*** Data section ***

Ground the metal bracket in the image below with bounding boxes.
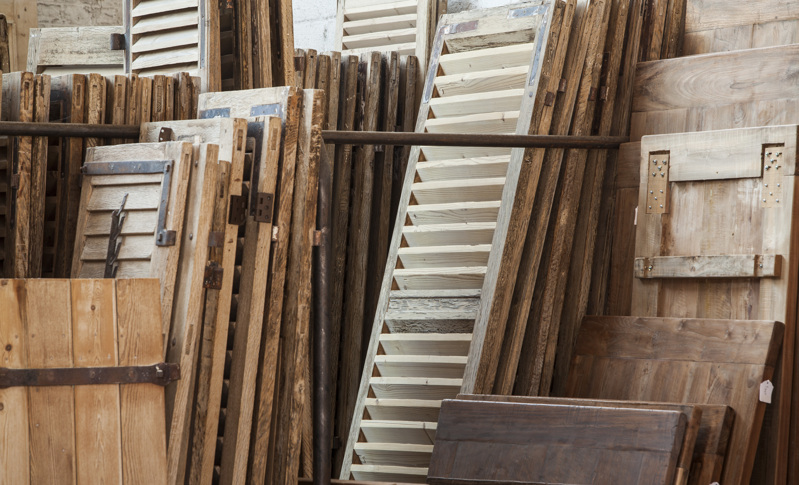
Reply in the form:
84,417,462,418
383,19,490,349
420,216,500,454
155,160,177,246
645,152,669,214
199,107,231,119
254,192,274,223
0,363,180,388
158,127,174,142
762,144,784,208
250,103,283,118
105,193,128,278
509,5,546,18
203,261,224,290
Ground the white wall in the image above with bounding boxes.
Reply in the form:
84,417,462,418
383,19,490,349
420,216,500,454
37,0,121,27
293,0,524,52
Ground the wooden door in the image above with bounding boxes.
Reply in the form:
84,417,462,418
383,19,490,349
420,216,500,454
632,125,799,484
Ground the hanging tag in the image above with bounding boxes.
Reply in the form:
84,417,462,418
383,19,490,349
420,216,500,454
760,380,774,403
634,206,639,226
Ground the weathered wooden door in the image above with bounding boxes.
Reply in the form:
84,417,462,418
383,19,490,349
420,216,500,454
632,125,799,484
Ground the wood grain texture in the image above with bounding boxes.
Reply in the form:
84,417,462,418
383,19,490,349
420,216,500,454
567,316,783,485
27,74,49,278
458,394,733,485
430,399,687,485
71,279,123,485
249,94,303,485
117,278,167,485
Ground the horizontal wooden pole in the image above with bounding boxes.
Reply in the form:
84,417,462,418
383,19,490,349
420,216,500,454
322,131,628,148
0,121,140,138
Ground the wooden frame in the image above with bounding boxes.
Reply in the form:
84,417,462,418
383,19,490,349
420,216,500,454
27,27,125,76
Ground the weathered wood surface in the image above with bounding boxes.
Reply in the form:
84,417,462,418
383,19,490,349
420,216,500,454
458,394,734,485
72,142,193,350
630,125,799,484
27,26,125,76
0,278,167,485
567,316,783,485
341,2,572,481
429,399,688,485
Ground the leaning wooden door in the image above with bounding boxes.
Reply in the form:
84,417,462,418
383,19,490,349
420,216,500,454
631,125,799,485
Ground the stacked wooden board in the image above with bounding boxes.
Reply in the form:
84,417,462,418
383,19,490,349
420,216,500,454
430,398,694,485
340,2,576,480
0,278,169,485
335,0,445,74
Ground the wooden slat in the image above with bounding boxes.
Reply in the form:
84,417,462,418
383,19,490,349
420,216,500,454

*** End of Data section ***
*** Data section ***

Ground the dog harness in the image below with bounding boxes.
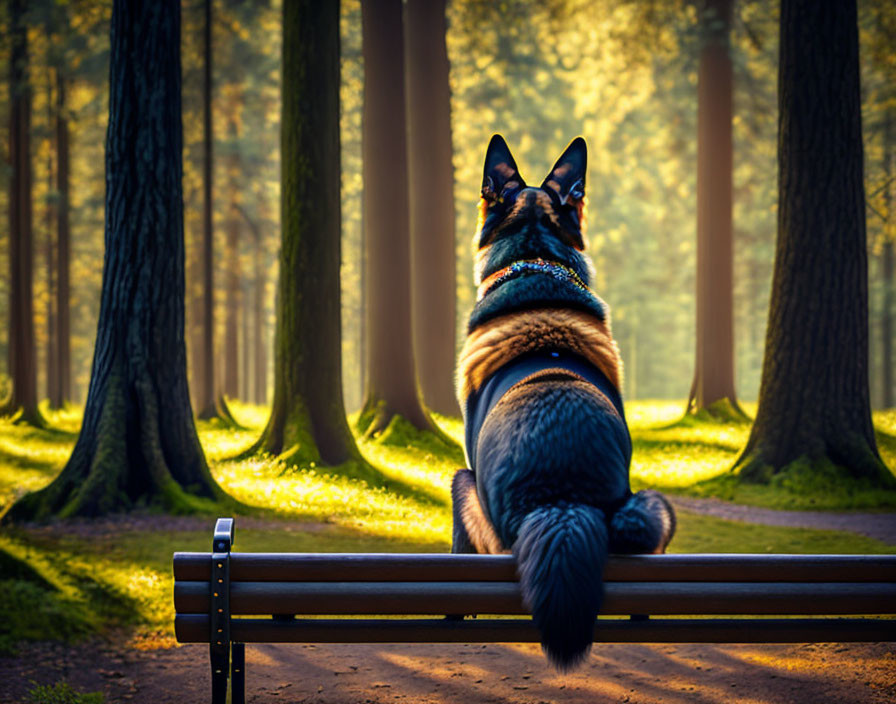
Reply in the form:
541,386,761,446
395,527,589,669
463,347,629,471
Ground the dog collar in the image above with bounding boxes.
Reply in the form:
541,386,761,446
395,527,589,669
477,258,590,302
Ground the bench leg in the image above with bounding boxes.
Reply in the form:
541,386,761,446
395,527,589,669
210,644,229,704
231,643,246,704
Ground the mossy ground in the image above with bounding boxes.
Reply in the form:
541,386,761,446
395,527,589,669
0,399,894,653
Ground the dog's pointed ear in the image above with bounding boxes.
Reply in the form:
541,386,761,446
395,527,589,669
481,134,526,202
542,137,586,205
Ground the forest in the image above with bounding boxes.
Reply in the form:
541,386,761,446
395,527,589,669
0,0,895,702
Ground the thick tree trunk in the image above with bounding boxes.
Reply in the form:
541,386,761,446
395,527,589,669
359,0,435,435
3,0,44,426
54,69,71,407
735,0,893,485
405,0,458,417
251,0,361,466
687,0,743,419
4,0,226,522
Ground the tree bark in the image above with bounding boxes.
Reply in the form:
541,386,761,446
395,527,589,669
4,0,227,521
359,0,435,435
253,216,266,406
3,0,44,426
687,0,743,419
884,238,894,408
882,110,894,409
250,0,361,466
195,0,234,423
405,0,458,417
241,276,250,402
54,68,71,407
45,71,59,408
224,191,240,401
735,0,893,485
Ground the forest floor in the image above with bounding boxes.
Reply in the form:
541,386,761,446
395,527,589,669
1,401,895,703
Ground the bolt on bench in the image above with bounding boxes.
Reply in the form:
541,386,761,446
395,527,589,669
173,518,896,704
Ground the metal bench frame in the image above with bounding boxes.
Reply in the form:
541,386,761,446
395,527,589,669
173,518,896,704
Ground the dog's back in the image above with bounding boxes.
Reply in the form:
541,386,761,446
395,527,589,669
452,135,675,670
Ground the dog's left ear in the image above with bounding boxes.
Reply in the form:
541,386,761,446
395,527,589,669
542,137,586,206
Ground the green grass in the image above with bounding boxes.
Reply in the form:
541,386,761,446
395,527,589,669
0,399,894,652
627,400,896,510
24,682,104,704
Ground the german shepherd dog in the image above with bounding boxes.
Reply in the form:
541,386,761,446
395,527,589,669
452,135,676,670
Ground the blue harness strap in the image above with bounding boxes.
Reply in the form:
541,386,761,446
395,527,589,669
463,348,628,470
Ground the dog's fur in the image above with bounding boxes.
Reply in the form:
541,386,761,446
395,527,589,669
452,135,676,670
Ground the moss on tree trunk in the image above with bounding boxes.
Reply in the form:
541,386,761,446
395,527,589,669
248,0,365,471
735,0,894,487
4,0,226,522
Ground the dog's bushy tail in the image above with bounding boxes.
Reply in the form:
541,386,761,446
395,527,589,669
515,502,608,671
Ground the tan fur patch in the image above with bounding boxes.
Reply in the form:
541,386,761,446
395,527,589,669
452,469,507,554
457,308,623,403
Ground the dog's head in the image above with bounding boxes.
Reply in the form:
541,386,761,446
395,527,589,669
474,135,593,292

*** End of Data section ***

# Exercise
Lines of the data that include the string "trunk" are to be counted; report the total by itself.

# Task result
2